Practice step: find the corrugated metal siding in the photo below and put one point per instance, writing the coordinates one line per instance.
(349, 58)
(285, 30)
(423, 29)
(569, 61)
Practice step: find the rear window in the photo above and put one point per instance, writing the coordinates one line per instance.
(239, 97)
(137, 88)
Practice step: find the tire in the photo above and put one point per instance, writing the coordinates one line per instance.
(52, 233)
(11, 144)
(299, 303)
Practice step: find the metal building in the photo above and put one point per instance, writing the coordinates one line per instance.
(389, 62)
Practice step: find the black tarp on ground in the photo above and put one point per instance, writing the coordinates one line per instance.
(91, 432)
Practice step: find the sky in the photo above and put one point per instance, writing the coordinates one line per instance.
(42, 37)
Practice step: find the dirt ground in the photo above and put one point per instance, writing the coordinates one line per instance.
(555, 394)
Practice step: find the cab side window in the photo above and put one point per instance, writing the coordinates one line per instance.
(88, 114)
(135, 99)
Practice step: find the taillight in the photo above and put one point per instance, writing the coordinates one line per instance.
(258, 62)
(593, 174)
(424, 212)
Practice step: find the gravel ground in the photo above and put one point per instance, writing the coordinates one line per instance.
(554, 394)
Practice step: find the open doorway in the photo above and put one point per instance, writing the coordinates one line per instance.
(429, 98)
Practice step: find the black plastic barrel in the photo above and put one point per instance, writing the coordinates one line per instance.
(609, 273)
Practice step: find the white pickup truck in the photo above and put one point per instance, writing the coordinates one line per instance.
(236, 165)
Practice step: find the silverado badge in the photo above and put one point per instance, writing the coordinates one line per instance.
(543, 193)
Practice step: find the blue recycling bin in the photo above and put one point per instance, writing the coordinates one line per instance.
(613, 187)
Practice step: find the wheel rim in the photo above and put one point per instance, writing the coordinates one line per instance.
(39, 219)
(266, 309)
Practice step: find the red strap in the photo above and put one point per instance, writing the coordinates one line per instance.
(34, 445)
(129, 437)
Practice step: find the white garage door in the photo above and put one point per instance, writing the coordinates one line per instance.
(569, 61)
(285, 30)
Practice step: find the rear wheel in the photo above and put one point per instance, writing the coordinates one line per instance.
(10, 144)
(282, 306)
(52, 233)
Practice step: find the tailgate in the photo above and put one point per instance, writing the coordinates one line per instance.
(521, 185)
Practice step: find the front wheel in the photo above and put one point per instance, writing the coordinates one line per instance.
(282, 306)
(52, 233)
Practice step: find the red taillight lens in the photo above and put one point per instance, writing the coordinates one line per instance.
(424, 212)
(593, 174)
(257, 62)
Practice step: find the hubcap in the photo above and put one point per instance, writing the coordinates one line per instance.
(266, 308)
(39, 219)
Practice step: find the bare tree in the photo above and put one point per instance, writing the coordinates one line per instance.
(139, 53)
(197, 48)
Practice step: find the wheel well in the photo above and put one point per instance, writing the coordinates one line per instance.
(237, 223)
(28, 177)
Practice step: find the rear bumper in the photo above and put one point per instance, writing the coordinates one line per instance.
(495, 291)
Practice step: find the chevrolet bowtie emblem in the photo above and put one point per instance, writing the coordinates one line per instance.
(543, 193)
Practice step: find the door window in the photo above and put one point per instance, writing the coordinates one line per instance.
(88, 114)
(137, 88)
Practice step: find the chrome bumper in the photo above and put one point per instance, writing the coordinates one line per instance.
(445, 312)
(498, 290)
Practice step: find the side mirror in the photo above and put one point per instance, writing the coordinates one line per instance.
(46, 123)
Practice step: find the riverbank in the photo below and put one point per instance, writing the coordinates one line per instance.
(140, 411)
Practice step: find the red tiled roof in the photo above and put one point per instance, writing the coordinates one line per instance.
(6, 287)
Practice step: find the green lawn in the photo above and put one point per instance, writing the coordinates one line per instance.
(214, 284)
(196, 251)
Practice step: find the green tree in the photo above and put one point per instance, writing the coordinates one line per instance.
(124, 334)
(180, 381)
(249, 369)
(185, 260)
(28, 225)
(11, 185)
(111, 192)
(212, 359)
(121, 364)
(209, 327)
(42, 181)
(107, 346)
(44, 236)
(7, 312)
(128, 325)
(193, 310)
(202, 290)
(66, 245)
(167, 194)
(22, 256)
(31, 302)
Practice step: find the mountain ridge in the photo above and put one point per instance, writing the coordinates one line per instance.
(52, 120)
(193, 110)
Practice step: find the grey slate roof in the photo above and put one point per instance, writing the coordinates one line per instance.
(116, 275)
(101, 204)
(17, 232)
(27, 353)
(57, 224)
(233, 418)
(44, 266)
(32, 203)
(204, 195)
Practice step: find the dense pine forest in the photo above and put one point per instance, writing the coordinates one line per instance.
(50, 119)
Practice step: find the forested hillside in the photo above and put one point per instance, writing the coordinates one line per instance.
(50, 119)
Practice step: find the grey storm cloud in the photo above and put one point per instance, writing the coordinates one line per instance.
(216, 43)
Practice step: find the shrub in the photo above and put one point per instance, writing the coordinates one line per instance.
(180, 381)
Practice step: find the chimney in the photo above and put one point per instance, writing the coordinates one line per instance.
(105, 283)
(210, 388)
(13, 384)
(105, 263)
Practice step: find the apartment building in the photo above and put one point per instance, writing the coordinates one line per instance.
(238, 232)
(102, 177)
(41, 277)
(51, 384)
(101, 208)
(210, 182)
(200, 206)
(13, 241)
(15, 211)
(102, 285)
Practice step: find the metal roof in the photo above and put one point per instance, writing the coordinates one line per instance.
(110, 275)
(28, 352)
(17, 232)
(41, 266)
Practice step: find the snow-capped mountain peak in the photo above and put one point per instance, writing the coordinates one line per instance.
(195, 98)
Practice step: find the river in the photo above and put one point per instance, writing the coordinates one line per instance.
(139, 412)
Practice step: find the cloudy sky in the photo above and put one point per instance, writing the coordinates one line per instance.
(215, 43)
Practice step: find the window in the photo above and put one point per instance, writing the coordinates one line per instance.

To do. Set down the entries above again, word for word.

Written response.
Practice step: find the corrugated metal siding in the photo below and put one point per instance, writing the coordinates one line per instance.
(349, 58)
(285, 30)
(423, 29)
(569, 61)
Practice step: find the rear window in the photo above and put one point per instance, writing the coordinates one line per instance.
(239, 97)
(137, 88)
Practice step: find the tire in the photo above and put one point per instance, writing the coordinates one line per instance.
(52, 233)
(11, 144)
(299, 303)
Practice step: find the metal building in the photo above and put one point per instance, writing the coordinates one line per instance.
(389, 62)
Practice step: find the black tarp on ground in the photo above and put one point per instance, writing the coordinates one line per instance.
(91, 432)
Practice step: find the sky in the photo above and put one point per instance, writing the coordinates one line per instance.
(42, 37)
Practice step: find the dirt ground in the photo above and put one point per instance, writing the coordinates one line per instance.
(555, 394)
Practice step: find the cab side window in the photo above and put one point per instance, writing the coordinates one line per instance.
(88, 114)
(135, 99)
Practice step: find the taillight in the photo above and put one point per instance, writing the coordinates one line per instance.
(258, 62)
(593, 174)
(424, 212)
Practice step: find the gravel ground in the photo above and put one point per instance, writing the coordinates one line per instance.
(554, 394)
Practice step: find the open doorway in the photo above and put one point per instance, writing the coordinates one line per instance.
(429, 98)
Practice step: find the black plastic barrel in the photo above and put one point per instance, writing the coordinates one line per instance.
(609, 273)
Practice step: find the white pickup truck in the photo above and put one point per instance, writing the coordinates one line per instance.
(236, 165)
Practice step: find the silverado badge in the photo above and put one point per instance, writing the coordinates one line per instance.
(543, 193)
Practice step: find the blue recycling bin in the photo above and put one point per instance, writing the coordinates one line per instance.
(613, 187)
Practice step: find the wheel rim in the photo above and put one point per instance, writing the coordinates one line per instance.
(39, 219)
(266, 309)
Practice step: find the red strap in the photo above and put one point per instance, writing the coordinates one line per instance.
(34, 445)
(129, 437)
Practice step: find the white garage door in the photo above and put one point per instance, writing the coordinates one line per instance.
(569, 61)
(285, 30)
Practice step: find the rear wheel in the photo above and put one point per instance, writing the coordinates one line per instance.
(10, 144)
(282, 306)
(52, 233)
Practice step: find the tailgate in the photo above and put one point per instance, writing the coordinates one line per instance.
(521, 185)
Practice step: find the front wheel in the photo above and put one point per instance, writing the coordinates one line per instance.
(282, 306)
(52, 233)
Practice step: find the red taillight lens in the photo above and put one point per instance, writing the coordinates one line per instance.
(424, 212)
(593, 174)
(257, 62)
Practice step: find the hubcap in the photo above and put one point per instance, writing the coordinates one line per instance.
(266, 308)
(39, 219)
Practice step: find the bare tree in the photo above and put one point per instance, writing the coordinates one line per instance.
(139, 53)
(197, 48)
Practice step: find the wheel well in the photo above and put one point per instance, writing the coordinates one line per instance.
(237, 223)
(28, 177)
Practice step: find the rear bumper in the photo above and put one point per instance, writing the coordinates one line per instance.
(495, 291)
Practice step: find the chevrolet bowtie emblem in the photo above and put one point per instance, writing the coordinates one line per instance.
(543, 193)
Practice step: find the door window in the photo above and put one point per instance, writing the coordinates one line per instance.
(88, 114)
(137, 88)
Practice step: find the chrome bumper in the photo above and put one point per instance, writing the coordinates one line per instance.
(445, 312)
(498, 290)
Practice step: find the side mirror in the photo above and put one point per instance, writing the coordinates one line per instance.
(46, 123)
Practice step: find the riverbank in the photo below and put one point per instance, writing the coordinates one line per instance.
(140, 411)
Practice step: find the red tiled roof in the photo above and put one point per instance, writing the coordinates one line per instance.
(6, 287)
Practice step: find the green lawn in the photo above and put one point per instance, writing the coordinates one line per instance.
(214, 284)
(196, 251)
Practice step: find the green tree in the photo above and put one point per instance, writing the coordinates one line per instance.
(124, 334)
(180, 381)
(249, 369)
(185, 260)
(28, 225)
(11, 185)
(111, 192)
(212, 359)
(121, 364)
(209, 327)
(42, 181)
(107, 346)
(44, 236)
(7, 312)
(128, 325)
(193, 310)
(202, 290)
(66, 245)
(167, 194)
(22, 256)
(31, 302)
Practice step: find the mountain ridge in the photo above and put one point per instance, writing the coordinates one line per instance.
(52, 120)
(193, 110)
Practice step: find the grey slate roof in the photo above and put one point per instance, writing the coordinates one line per instance.
(116, 275)
(101, 204)
(17, 232)
(27, 353)
(57, 224)
(233, 418)
(44, 266)
(32, 203)
(204, 195)
Practice step: find the dense pine forest in the photo above and put one point per instance, writing the coordinates one line per instance.
(50, 119)
Practice step: find the forested hillside in the photo above and put one point per instance, writing the coordinates one line per instance.
(50, 119)
Practice step: find the grey storm cloud in the photo above and put one point per instance, writing the coordinates one line per instance.
(216, 43)
Practice step: find the shrub in the photo above and put one point per instance, writing the coordinates one line per instance.
(180, 381)
Practice step: find the chimney in the photo above and put one point per instance, writing the coordinates one line per instance.
(105, 283)
(210, 388)
(13, 384)
(105, 263)
Practice step: find the apartment building in the photo above and put one point per instance, writing the coordinates one line per instance.
(238, 232)
(102, 177)
(41, 277)
(51, 384)
(101, 208)
(210, 182)
(200, 206)
(13, 241)
(15, 211)
(102, 285)
Practice step: find the metal roof in the photo above and put one point per instance, writing the coordinates one line per instance.
(110, 275)
(28, 352)
(17, 232)
(41, 266)
Practice step: find the snow-capped mountain peak in the photo above and put one point per instance, writing the coordinates one line per instance.
(195, 98)
Practice step: find the river in the photo above and put one point per instance, writing the coordinates one line per instance.
(139, 412)
Practice step: find the cloudy sky in the photo above and put one point per instance, writing the coordinates one line per instance.
(215, 43)
Practice step: find the window in the photo above and put one point per instance, writing the coordinates one line per instance.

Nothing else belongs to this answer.